Passage given:

Although the Lakers were one of the more talented teams in the NBA the previous year, they failed to win a single game against the San Antonio Spurs in the 1999 NBA Playoffs. Twenty-four days after being swept by the eventual league champion, the Lakers signed Phil Jackson as head coach. Jackson, famous for coaching Michael Jordan and the six-time champion Chicago Bulls, would build his triangle offense around Shaquille O'Neal and Kobe Bryant. general manager Jerry West surrounded O'Neal and Bryant with effective role players such as Glen Rice, Ron Harper (who had experience with Jackson's triangle offense as part of the '96–'98 Bulls), and A.C. Green (member of the last two Lakers championship teams).

Along with these starters, the Lakers also possessed a strong bench. Robert Horry not only had championship experience with the Houston Rockets but also was a threat on the perimeter and a defensive star. Derek Fisher was a defensively minded point-guard with the ability to shoot well from long range. Rick Fox, acquired after being released by the Boston Celtics, was the Lakers' sixth man. With a healthy O'Neal, the Lakers dominated the regular season, with winning streaks of 11, 16, and 19 en route to a 67–15 record, tying the 1992 Chicago Bulls and 1986 Boston Celtics as the fifth best record in NBA regular season history.

Recorded data:
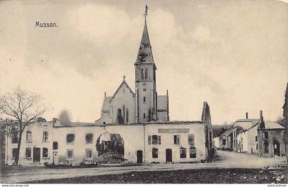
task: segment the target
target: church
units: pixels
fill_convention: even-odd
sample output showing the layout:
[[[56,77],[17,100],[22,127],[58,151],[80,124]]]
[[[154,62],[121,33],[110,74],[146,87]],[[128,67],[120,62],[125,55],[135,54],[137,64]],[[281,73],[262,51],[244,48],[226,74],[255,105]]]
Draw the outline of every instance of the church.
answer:
[[[145,14],[146,16],[147,14]],[[135,90],[130,88],[125,76],[115,93],[103,101],[98,124],[131,124],[149,121],[167,121],[168,90],[158,95],[156,89],[156,66],[149,39],[146,18],[135,63]]]
[[[135,89],[125,80],[105,97],[101,116],[93,123],[61,124],[41,119],[25,129],[20,150],[17,134],[6,137],[5,163],[19,151],[23,165],[79,164],[109,162],[111,154],[128,163],[200,162],[214,156],[210,107],[204,101],[200,120],[170,121],[168,90],[158,95],[156,65],[146,23],[135,63]]]

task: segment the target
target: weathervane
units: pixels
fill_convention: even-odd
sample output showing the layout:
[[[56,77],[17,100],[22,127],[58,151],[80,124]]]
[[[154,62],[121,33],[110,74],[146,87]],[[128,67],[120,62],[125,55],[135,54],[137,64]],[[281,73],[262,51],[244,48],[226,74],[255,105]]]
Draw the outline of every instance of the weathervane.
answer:
[[[145,16],[145,22],[146,22],[146,17],[147,17],[147,16],[148,16],[147,10],[148,10],[148,7],[146,5],[145,7],[145,13],[143,14],[144,16]]]

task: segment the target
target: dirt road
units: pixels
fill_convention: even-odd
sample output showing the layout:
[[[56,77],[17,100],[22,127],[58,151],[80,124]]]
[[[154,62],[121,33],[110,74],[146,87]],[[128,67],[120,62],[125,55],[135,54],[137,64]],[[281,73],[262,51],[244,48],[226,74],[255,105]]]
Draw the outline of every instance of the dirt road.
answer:
[[[23,166],[1,171],[1,183],[17,183],[27,181],[121,174],[132,171],[171,171],[197,169],[257,169],[285,163],[285,157],[259,158],[256,155],[218,151],[221,160],[199,164],[158,164],[104,168],[46,169],[43,166]]]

Task set:
(a) Using the passage on the Lakers, answer each of the following:
(i) How many days after being swept by the Spurs did the Lakers sign Phil Jackson?
(ii) Which team released Rick Fox before the Lakers acquired him?
(iii) What was the Lakers' regular season record?
(b) In the passage on the Lakers, rewrite the paragraph beginning "Along with these starters" as a list that keeps its main facts.
The lines that accompany the text are not needed here.

Solutions by task:
(a)
(i) Twenty-four days.
(ii) The Boston Celtics.
(iii) 67–15.

(b)
- The Lakers had a strong bench alongside their starters.
- Robert Horry: championship experience with the Houston Rockets, a perimeter threat and a defensive star.
- Derek Fisher: defensively minded point guard who could shoot well from long range.
- Rick Fox: the Lakers' sixth man, acquired after his release by the Boston Celtics.
- With a healthy O'Neal, the Lakers dominated the regular season, with winning streaks of 11, 16 and 19.
- They finished 67–15, tying the 1992 Chicago Bulls and 1986 Boston Celtics for the fifth-best record in NBA regular season history.